- _Exercise inputs_:
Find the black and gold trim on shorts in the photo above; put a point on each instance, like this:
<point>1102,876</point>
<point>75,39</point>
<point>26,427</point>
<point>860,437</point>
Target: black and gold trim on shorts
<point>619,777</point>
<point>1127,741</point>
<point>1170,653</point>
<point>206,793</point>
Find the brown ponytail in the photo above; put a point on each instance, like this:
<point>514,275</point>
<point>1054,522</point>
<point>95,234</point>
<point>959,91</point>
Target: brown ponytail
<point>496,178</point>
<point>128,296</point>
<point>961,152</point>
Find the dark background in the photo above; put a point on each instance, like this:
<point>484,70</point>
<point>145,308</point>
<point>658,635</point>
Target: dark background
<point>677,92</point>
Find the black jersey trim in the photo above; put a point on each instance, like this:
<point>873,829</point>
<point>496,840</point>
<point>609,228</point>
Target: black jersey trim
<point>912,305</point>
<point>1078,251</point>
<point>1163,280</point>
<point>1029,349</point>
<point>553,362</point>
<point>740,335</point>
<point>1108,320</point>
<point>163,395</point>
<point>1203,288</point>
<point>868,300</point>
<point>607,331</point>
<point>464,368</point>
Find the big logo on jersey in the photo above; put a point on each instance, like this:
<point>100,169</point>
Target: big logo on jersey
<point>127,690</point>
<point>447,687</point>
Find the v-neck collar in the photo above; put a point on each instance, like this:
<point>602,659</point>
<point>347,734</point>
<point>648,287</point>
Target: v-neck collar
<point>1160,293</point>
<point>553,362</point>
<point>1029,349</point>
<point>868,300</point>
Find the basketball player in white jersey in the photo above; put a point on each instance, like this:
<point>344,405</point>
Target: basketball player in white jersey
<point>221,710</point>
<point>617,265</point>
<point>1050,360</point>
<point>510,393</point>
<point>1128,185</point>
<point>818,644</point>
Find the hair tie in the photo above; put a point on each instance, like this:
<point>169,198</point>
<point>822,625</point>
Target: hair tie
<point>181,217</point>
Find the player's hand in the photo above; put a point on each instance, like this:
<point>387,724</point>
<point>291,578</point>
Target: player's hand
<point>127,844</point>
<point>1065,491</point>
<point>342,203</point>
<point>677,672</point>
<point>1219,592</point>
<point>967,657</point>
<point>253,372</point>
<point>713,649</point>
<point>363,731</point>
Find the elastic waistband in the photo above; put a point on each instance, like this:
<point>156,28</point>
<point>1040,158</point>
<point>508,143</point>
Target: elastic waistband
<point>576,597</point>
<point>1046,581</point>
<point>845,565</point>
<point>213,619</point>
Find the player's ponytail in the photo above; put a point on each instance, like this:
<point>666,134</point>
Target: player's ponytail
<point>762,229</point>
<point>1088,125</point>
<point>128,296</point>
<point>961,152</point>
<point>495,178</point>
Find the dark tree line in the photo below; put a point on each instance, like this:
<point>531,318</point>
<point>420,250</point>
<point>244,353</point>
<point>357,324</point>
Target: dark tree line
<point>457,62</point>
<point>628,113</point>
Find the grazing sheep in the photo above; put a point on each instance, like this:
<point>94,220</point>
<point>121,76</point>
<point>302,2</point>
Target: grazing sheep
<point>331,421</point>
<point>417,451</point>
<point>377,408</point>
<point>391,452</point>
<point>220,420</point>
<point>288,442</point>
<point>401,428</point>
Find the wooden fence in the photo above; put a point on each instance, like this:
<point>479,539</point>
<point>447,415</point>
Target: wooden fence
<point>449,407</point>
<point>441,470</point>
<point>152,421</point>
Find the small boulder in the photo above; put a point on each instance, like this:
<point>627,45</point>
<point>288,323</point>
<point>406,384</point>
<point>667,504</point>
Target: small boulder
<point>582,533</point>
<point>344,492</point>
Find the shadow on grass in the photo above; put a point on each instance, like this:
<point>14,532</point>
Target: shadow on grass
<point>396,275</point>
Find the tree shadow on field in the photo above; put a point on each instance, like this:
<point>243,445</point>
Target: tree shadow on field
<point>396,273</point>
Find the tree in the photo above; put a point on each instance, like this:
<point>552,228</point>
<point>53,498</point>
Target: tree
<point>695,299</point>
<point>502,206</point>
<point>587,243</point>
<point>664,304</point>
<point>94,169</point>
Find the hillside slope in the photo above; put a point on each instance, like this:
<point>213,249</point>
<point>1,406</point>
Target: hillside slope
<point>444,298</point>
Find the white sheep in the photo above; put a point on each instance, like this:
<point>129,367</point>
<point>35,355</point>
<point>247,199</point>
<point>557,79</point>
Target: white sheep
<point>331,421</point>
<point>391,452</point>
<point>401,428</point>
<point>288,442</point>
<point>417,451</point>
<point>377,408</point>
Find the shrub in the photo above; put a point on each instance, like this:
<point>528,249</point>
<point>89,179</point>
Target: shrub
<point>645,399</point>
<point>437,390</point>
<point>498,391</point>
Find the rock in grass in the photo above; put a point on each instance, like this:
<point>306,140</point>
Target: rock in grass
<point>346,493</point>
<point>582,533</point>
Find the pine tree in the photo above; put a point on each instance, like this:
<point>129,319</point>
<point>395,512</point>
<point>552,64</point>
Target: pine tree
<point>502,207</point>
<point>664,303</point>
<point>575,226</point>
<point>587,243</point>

- _Problem to work on_:
Rewrite all the entries above, changing "each instance" to "every instance" everywhere it occurs and leaving every other part untouched.

- _Exercise solution_:
Find the black and gold trim on shorts in the photo above; put a point on every instance, like this:
<point>1102,876</point>
<point>75,39</point>
<point>26,427</point>
<point>860,437</point>
Target: black and gold trim on shorts
<point>619,777</point>
<point>1127,741</point>
<point>1170,653</point>
<point>206,793</point>
Find the brown ponytail in the photo above; put a point on every instance, like this:
<point>514,275</point>
<point>1054,522</point>
<point>95,234</point>
<point>959,91</point>
Target: brown ponytail
<point>496,178</point>
<point>128,296</point>
<point>961,152</point>
Find the dark background in the photo above; put a point on every instance, like this:
<point>484,70</point>
<point>145,308</point>
<point>658,635</point>
Target: dark background
<point>677,92</point>
Find the black jersey trim in the photo above; put a point on every instance, like this:
<point>873,829</point>
<point>496,840</point>
<point>609,228</point>
Target: black jersey trim
<point>912,305</point>
<point>1078,251</point>
<point>1163,280</point>
<point>1029,349</point>
<point>553,362</point>
<point>740,335</point>
<point>1108,320</point>
<point>163,395</point>
<point>1203,288</point>
<point>868,300</point>
<point>607,331</point>
<point>464,368</point>
Find the big logo on jersey in the photo above; put a point on every instance, like this:
<point>100,169</point>
Target: big logo on jersey
<point>127,690</point>
<point>447,687</point>
Find the v-neck collar in the photo above; put a point on every instance, like this:
<point>602,659</point>
<point>347,734</point>
<point>648,287</point>
Target: v-neck collar
<point>1160,293</point>
<point>553,362</point>
<point>1029,349</point>
<point>868,300</point>
Find the basketball player in white jersey in the photo above; put a point on every instance, like this:
<point>344,405</point>
Target: basketball player in white jersey
<point>221,710</point>
<point>617,265</point>
<point>1050,360</point>
<point>510,393</point>
<point>1128,185</point>
<point>818,644</point>
Find the hair tie in the photo above; put a point on every instance, like this:
<point>169,198</point>
<point>822,625</point>
Target: hair tie
<point>181,217</point>
Find the player's hand in the photo above; put a point on every instance, like this:
<point>387,724</point>
<point>291,578</point>
Target: player's hand
<point>127,844</point>
<point>1065,491</point>
<point>342,203</point>
<point>677,672</point>
<point>1219,592</point>
<point>967,657</point>
<point>253,372</point>
<point>713,649</point>
<point>363,731</point>
Find the elastic waistband in the photo above; put a point on every instance, like this:
<point>156,28</point>
<point>1040,158</point>
<point>508,143</point>
Target: elastic waistband
<point>576,597</point>
<point>1046,581</point>
<point>845,565</point>
<point>213,619</point>
Find the player's ponytail in the photo above; put a point on every instance, like this:
<point>666,134</point>
Target: player's ponytail
<point>762,229</point>
<point>1088,125</point>
<point>128,296</point>
<point>961,152</point>
<point>495,178</point>
Find the dark tree line in the photo below; put a point on every instance, like this:
<point>531,318</point>
<point>420,250</point>
<point>244,353</point>
<point>357,324</point>
Target: dark tree line
<point>457,62</point>
<point>628,113</point>
Find the grazing sheep in the photo above; put a point on every instance, like this:
<point>94,220</point>
<point>121,76</point>
<point>302,2</point>
Target: grazing sheep
<point>331,421</point>
<point>417,451</point>
<point>377,408</point>
<point>391,452</point>
<point>220,420</point>
<point>288,442</point>
<point>401,428</point>
Find the wooden fence in the photo above; put a point on every instance, like this:
<point>479,539</point>
<point>447,415</point>
Target: wooden fence
<point>449,407</point>
<point>441,470</point>
<point>152,421</point>
Find the small boulder in the photo above; put a point on every instance, like this:
<point>627,45</point>
<point>288,323</point>
<point>406,384</point>
<point>667,504</point>
Target: small boulder
<point>582,533</point>
<point>344,492</point>
Find the shadow on grass in the photo above; put a point on every instance, like this:
<point>14,532</point>
Target: shadow on grass
<point>396,275</point>
Find the tree shadow on field in the photo above; put a point on every instance, like this:
<point>243,445</point>
Target: tree shadow on field
<point>396,273</point>
Find the tree in the photo above; put a point on every instance, like this:
<point>552,228</point>
<point>53,498</point>
Target: tree
<point>695,299</point>
<point>502,206</point>
<point>587,243</point>
<point>664,304</point>
<point>94,169</point>
Find the hillside slope in the photo above; put a point on every instance, like this:
<point>213,249</point>
<point>1,406</point>
Target: hillside slope
<point>444,298</point>
Find the white sheep in the photo above; put a point on every instance, like this:
<point>129,367</point>
<point>35,355</point>
<point>247,199</point>
<point>557,79</point>
Target: white sheep
<point>331,421</point>
<point>391,452</point>
<point>401,428</point>
<point>288,442</point>
<point>417,451</point>
<point>377,408</point>
Find the shrub in the photo above; put a point on every instance, like this:
<point>528,249</point>
<point>89,179</point>
Target: shrub
<point>645,399</point>
<point>437,390</point>
<point>498,391</point>
Find the rock in grass in the photo above; put a point on every instance, like this:
<point>306,140</point>
Target: rock in grass
<point>346,493</point>
<point>582,533</point>
Find the pine tree in the photo above; put a point on every instance, like this:
<point>129,319</point>
<point>395,512</point>
<point>552,64</point>
Target: pine tree
<point>502,207</point>
<point>664,303</point>
<point>575,226</point>
<point>587,243</point>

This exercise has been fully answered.